■ Goal a ■
Count the lines in the records that contain the word "yellow". Give only the number.

◆ ◆ ◆

Artistic attractions, created and delivered by local communities, are also on the wishlist as is recruiting a legion to help promote the Antonine Wall.

Patricia Weeks, HES World Heritage co-ordinator, said: “We’re pleased to be collaborating with our five council partners to help both local communities and visitors rediscover the Antonine Wall.”

Over the past two years, communities have been consulted to discover what is needed to enhance the wall in different areas.

The initial funding will allow the group to explore initiatives and also gain an understanding of how much it will finally cost.

Patricia said: “The plans include distance slabs in the five local areas and Roman-themed play parks in those authorities.

“We’re hoping to have input from local children and communities about the design of these which will vary in scale in each area.

“We would also like to create a 21st century legion – people in each area who can promote the wall by doing tours, speaking to schools or being a spokesperson for the wall.

“Overarching it all will be the art events. We’d like communities to come to us with ideas for arts projects along the wall.

“We’ll be holding consultations over the next few months with some fun, engaging activities.”

Patricia added: “My hopes for this project are that we can create an attraction for families and communities which will see them explore the wall, walk lengths of it, drop in to the play park, or visit a local business.

“We’d like to see the wall being enjoyed not only as a historic site but also as a beautiful green space that runs through the heart of Central Scotland.”

◆ ◆ ◆

■ Goal b ■
For each statement below, say yes or no to whether it agrees with the passage on the Antonine Wall plans, and quote the words that decide it. (i) Communities have been consulted over the past two years about what the wall needs. (ii) The planned play parks will be the same size in every area. (iii) The project involves five council partners.

(Entries from a point annotation set)
◆ ◆ ◆

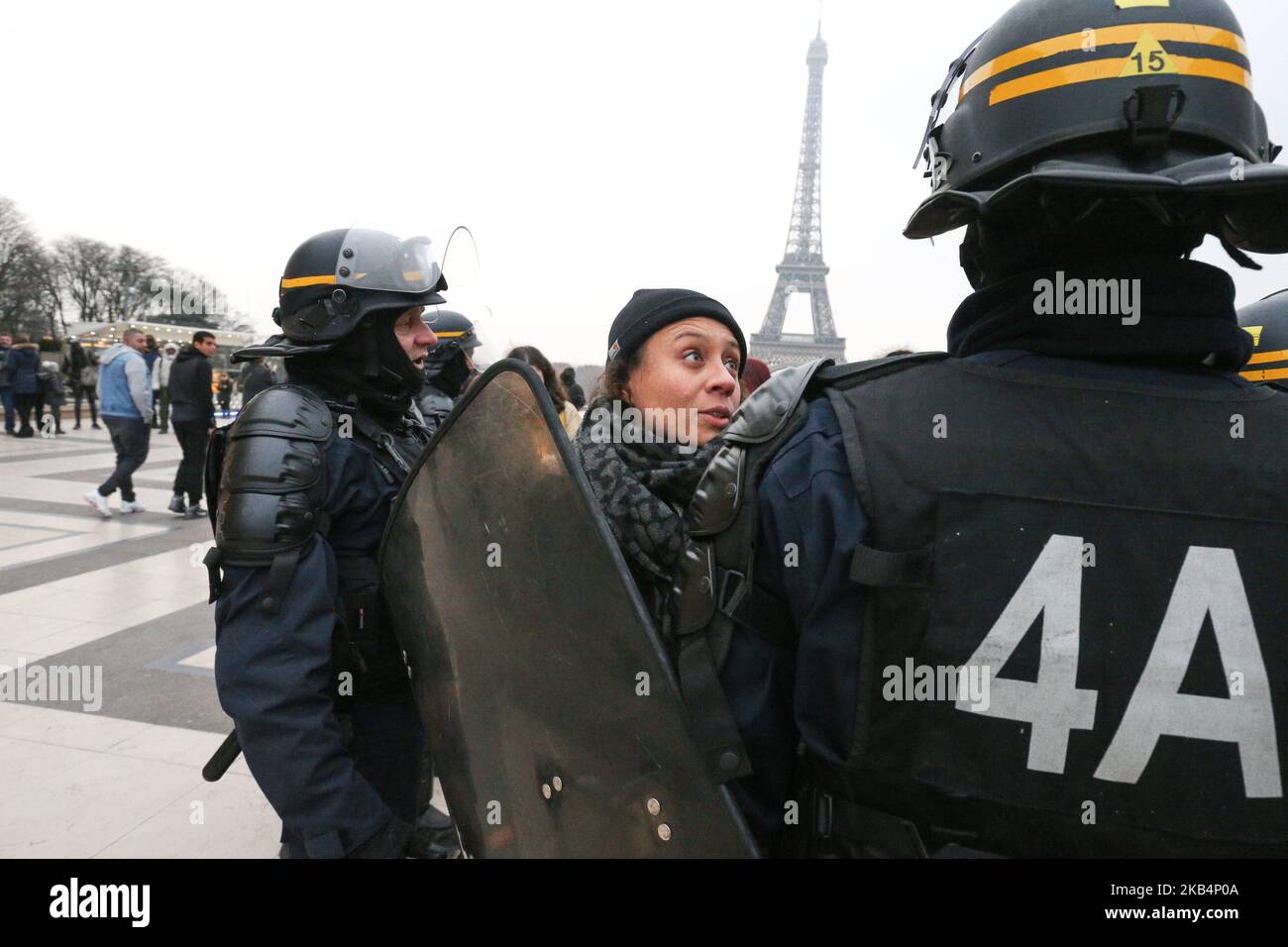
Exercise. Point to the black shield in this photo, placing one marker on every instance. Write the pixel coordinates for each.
(554, 716)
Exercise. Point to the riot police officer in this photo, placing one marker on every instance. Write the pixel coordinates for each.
(305, 665)
(1024, 596)
(449, 367)
(1266, 322)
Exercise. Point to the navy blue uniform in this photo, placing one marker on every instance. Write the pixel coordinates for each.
(782, 697)
(277, 681)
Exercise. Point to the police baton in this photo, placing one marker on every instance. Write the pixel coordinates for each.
(223, 758)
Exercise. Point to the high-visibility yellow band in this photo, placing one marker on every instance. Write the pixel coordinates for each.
(294, 283)
(1104, 37)
(1113, 68)
(1262, 357)
(1265, 375)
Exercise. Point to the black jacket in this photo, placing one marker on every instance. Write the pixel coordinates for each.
(191, 398)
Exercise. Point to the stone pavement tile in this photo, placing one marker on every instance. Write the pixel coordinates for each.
(88, 631)
(228, 818)
(13, 657)
(18, 630)
(27, 767)
(168, 745)
(67, 728)
(84, 809)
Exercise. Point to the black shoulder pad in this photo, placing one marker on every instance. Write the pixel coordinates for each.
(765, 412)
(273, 480)
(290, 411)
(848, 375)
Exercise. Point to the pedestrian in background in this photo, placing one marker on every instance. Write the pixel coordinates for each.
(192, 410)
(24, 363)
(53, 392)
(226, 393)
(161, 381)
(151, 356)
(86, 386)
(568, 415)
(127, 399)
(5, 382)
(576, 394)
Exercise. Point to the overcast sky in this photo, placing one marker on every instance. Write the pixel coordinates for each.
(590, 147)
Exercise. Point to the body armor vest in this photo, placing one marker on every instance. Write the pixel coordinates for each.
(268, 471)
(1074, 641)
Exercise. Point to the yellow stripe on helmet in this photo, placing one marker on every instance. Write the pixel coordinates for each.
(1265, 375)
(1113, 68)
(296, 282)
(1103, 37)
(1262, 357)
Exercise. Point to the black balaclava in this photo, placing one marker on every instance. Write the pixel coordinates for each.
(369, 364)
(1186, 316)
(449, 375)
(995, 252)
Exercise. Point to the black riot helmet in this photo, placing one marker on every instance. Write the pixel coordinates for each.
(447, 367)
(336, 278)
(1068, 103)
(1267, 325)
(455, 334)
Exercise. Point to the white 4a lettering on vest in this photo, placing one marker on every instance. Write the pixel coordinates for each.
(1210, 583)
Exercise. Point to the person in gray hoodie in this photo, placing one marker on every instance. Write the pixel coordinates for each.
(125, 403)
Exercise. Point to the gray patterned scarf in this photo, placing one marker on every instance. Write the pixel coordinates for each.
(643, 489)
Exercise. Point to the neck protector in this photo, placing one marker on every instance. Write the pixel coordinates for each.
(1181, 315)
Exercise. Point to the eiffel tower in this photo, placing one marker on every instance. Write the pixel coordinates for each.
(803, 268)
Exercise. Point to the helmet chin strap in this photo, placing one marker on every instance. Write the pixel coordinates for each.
(372, 351)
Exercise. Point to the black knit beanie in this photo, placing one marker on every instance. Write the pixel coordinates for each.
(652, 309)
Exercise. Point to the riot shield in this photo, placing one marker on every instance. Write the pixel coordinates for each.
(554, 716)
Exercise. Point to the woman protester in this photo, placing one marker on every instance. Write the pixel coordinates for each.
(670, 386)
(568, 415)
(24, 365)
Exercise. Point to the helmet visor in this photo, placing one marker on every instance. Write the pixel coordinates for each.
(380, 262)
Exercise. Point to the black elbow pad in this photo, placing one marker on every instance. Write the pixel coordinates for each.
(273, 479)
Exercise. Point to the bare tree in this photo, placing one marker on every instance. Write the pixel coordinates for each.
(14, 234)
(128, 292)
(84, 269)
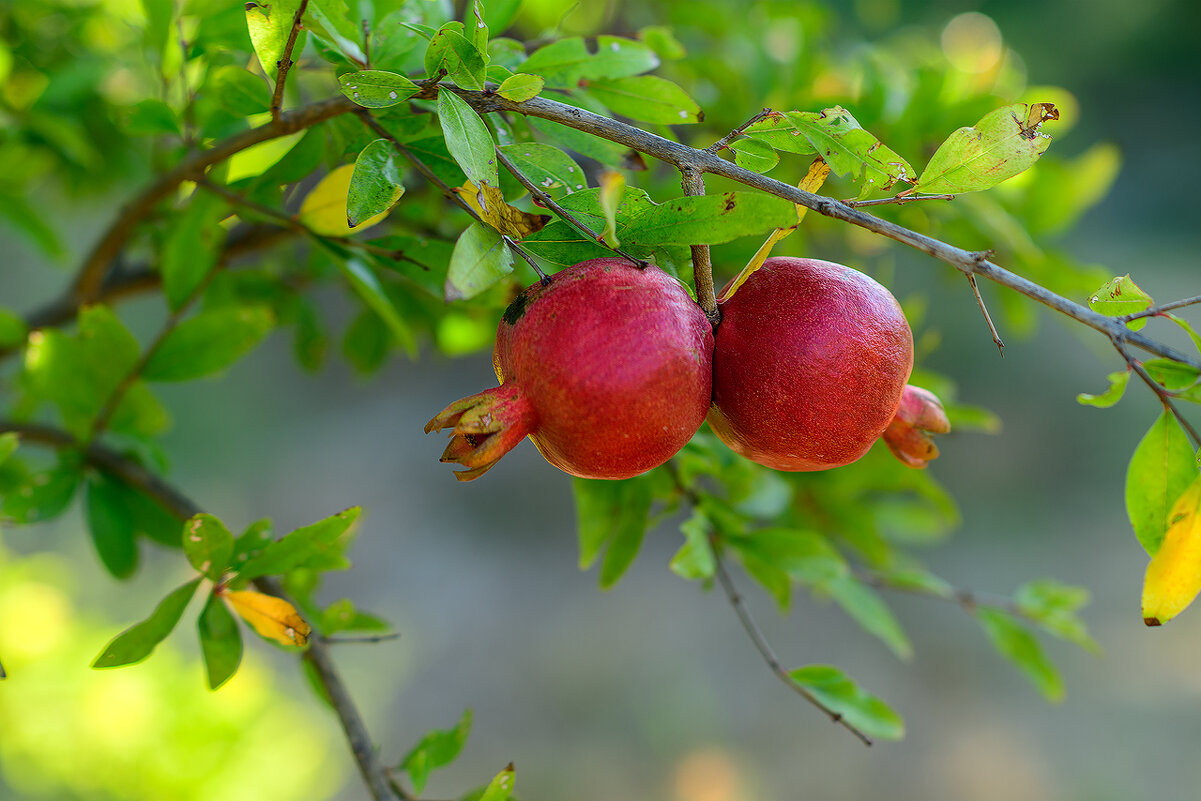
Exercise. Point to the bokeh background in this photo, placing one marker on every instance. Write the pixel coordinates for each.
(652, 691)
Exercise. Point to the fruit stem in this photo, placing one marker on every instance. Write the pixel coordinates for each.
(693, 183)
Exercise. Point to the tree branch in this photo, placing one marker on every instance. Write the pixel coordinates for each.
(693, 184)
(90, 278)
(680, 155)
(180, 506)
(285, 63)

◆ ◆ ◆

■ Written solution a ■
2

■ Written solution b ■
(i) Yes: "Over the past two years, communities have been consulted to discover what is needed to enhance the wall in different areas."
(ii) No: "which will vary in scale in each area"
(iii) Yes: "We’re pleased to be collaborating with our five council partners"